**Exercise task**
Repeat the material below word for word, keeping every line unchanged.

═════ Supplied data

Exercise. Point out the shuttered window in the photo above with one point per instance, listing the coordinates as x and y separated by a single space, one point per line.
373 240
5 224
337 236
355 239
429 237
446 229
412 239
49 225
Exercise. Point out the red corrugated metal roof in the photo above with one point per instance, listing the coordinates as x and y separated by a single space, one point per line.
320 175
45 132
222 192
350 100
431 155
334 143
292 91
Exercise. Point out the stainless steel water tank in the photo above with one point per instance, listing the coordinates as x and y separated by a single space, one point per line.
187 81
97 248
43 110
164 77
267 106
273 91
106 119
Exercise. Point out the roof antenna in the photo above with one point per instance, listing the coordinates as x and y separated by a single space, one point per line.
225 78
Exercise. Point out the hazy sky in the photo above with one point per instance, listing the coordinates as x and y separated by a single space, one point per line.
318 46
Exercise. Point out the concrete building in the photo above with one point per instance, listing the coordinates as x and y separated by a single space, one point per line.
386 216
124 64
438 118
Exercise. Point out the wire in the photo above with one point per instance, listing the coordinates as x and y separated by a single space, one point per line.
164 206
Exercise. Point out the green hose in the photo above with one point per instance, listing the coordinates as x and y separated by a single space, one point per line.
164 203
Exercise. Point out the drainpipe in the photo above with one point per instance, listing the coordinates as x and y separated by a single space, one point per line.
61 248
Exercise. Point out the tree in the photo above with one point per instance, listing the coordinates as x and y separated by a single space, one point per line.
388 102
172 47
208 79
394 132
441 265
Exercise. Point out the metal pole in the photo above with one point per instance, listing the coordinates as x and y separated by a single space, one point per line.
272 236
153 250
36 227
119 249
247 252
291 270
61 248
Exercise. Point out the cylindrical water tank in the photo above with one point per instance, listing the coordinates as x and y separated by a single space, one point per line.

══════════

**The completed task**
Exercise. Point out the shuttered window in the photo above with one point per instance, listing the coordinates as x and y separated by a single space, one point per line.
373 240
5 224
337 236
355 239
429 237
446 229
412 239
49 225
Exercise. Point out the red corrugated metal roof in the photo above with one point per instance, listing the coordinates as x and y separated by a single space, one point per line.
320 175
45 132
222 192
350 100
431 155
334 143
292 91
Exercise. Point out the stainless steel water tank in the photo above with one point per instance, listing the coordinates as x and y separated by a single space, one point per line.
187 81
97 248
43 110
164 77
267 106
273 91
106 119
Exercise. Point out the roof antenna in the photo above with one point per instance, listing the coordinates as x and y separated by a single space, one point per line.
225 78
Exercise. Point out the hazy sky in the photo above with one point per instance, listing the coordinates as x and y separated by a single space, one point per line.
318 46
Exercise. Point out the concrete building in the photo above with one point per instance, listing the coordinates as x and y separated by a single space, one point per line.
386 216
124 64
438 118
Exercise. Point out the wire in the photo above with one point per instance, listing the coordinates as x and y separated by a single space, one point per line.
164 206
Exercise. Point out the green hose in the photo above with one point per instance, listing the coordinates as x and y separated by a single space, one point per line.
164 203
Exercise. Point out the drainpipe in the photo above with one point per instance, listing the coordinates as x and y separated by a single space, one point per line.
61 248
Exercise. Point out the tree in the photo above with one point per instance, listing the coordinates as x and y separated by a single space, one point per line.
388 102
172 47
208 79
394 132
441 265
Exercise. Point out the metal pole in the photo above with one point per instance, listing the coordinates as x and y separated by a single space, one point per line.
272 236
153 250
36 227
119 249
247 252
291 270
61 248
Exercise. Point out the cylindrical water tank in the photo above with one point per instance, listing the coordinates as x and y separated by a single space, one point per line.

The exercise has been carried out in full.